Convert the rows from the line containing "around the shoulder-length" through the line containing "[155,134,258,242]" into a JSON list of strings, one string per line, with blank lines omitted.

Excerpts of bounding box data
>> Begin
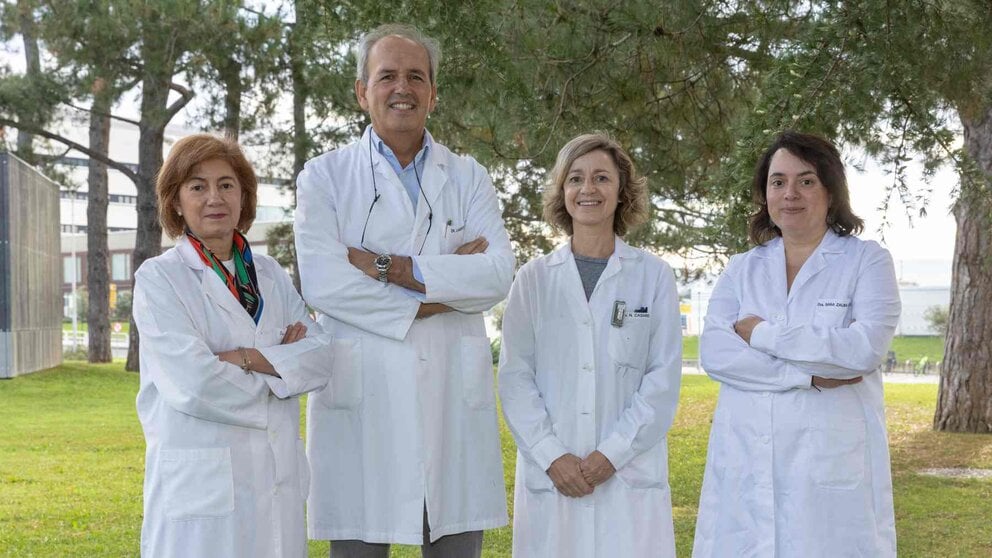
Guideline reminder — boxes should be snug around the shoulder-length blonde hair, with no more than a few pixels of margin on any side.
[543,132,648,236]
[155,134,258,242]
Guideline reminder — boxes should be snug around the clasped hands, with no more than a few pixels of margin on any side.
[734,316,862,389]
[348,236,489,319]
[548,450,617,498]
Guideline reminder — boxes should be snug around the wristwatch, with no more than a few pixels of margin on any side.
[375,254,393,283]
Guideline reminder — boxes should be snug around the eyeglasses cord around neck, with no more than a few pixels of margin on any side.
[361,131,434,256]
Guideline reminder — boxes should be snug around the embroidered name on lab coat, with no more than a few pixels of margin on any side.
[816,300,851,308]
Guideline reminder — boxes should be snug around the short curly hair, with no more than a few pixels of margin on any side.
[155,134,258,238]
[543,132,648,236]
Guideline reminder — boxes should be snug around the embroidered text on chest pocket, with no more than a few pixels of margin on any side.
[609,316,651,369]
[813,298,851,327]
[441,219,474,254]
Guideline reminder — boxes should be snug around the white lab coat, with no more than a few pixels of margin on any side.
>> End
>> Begin
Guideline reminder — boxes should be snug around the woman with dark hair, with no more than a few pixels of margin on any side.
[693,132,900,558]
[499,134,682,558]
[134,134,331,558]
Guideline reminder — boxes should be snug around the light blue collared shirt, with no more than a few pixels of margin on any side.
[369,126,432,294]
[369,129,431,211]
>> End
> [Output of the task]:
[
  "Guideline reminder — boxes should be snug around the shoulder-length blonde hair, with no more than a few pixels of margin on any side.",
  "[543,132,648,236]",
  "[155,134,258,242]"
]